- [What this task involves]: Could you retype the stretch of the listing below from the line containing "and white striped" through the line containing "top-left (199, 0), bottom-right (834, 94)", keeping both of those end lines and every character unchanged?

- [Supplied records]:
********

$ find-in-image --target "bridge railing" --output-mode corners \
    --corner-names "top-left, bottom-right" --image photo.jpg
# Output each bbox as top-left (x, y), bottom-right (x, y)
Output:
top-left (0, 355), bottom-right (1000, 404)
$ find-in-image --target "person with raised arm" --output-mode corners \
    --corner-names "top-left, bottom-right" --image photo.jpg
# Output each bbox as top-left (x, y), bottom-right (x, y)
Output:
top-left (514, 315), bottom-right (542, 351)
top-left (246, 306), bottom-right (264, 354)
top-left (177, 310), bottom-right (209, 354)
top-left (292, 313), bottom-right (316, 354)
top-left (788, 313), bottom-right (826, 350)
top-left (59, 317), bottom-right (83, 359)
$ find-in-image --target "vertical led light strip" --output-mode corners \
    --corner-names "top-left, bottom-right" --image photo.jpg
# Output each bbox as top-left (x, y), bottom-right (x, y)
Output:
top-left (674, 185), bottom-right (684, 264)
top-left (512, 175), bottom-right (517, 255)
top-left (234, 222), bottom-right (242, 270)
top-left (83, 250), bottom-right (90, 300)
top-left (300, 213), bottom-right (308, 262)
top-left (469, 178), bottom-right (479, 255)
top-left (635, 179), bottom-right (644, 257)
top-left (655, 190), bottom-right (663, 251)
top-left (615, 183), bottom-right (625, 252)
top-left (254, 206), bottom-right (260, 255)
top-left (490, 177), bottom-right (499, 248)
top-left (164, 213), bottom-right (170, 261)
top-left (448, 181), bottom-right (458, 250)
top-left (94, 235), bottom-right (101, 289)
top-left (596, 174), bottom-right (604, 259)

********

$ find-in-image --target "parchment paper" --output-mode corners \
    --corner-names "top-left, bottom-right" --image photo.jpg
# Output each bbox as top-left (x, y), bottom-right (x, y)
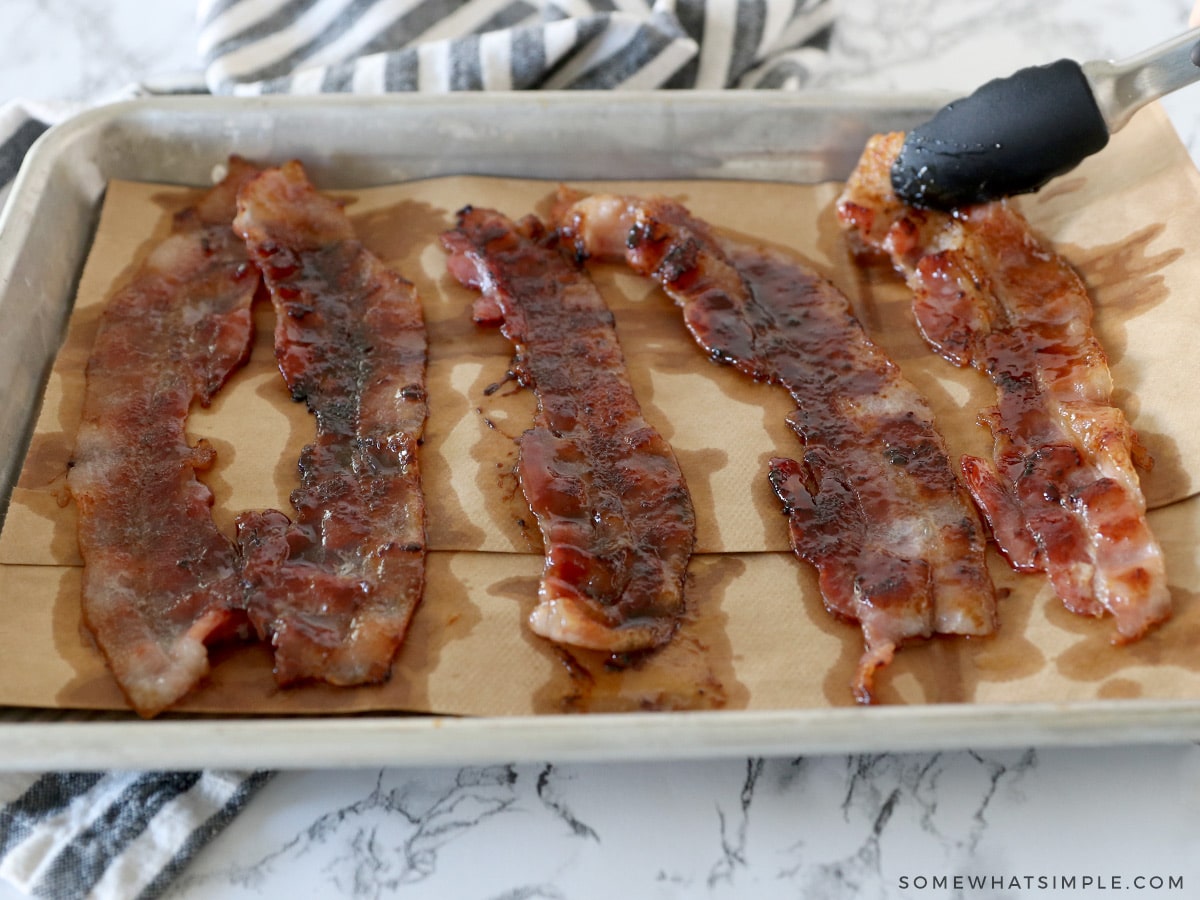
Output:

********

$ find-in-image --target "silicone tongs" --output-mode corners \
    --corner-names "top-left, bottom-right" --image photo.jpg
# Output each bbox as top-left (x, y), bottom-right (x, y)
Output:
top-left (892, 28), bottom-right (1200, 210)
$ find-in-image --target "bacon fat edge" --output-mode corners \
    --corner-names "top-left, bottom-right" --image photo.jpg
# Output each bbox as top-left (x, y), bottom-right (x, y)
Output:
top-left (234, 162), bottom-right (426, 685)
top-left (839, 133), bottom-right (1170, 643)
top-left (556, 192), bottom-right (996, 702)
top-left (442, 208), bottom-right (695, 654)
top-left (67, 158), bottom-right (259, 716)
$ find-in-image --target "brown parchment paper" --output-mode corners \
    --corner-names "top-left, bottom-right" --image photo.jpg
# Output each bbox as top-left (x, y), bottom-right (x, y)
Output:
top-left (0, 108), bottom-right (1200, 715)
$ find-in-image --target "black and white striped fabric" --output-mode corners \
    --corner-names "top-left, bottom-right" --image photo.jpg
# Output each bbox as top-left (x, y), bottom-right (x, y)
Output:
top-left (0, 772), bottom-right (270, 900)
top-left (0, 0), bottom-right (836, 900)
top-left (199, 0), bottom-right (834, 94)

********

- [Answer]:
$ find-in-image --target "black and white striped fabric" --output-mode corners \
    --corner-names "top-left, bottom-right" --image photo.jpg
# Output each bbox as top-left (x, y), bottom-right (x, y)
Output:
top-left (0, 772), bottom-right (270, 900)
top-left (0, 0), bottom-right (836, 900)
top-left (199, 0), bottom-right (834, 94)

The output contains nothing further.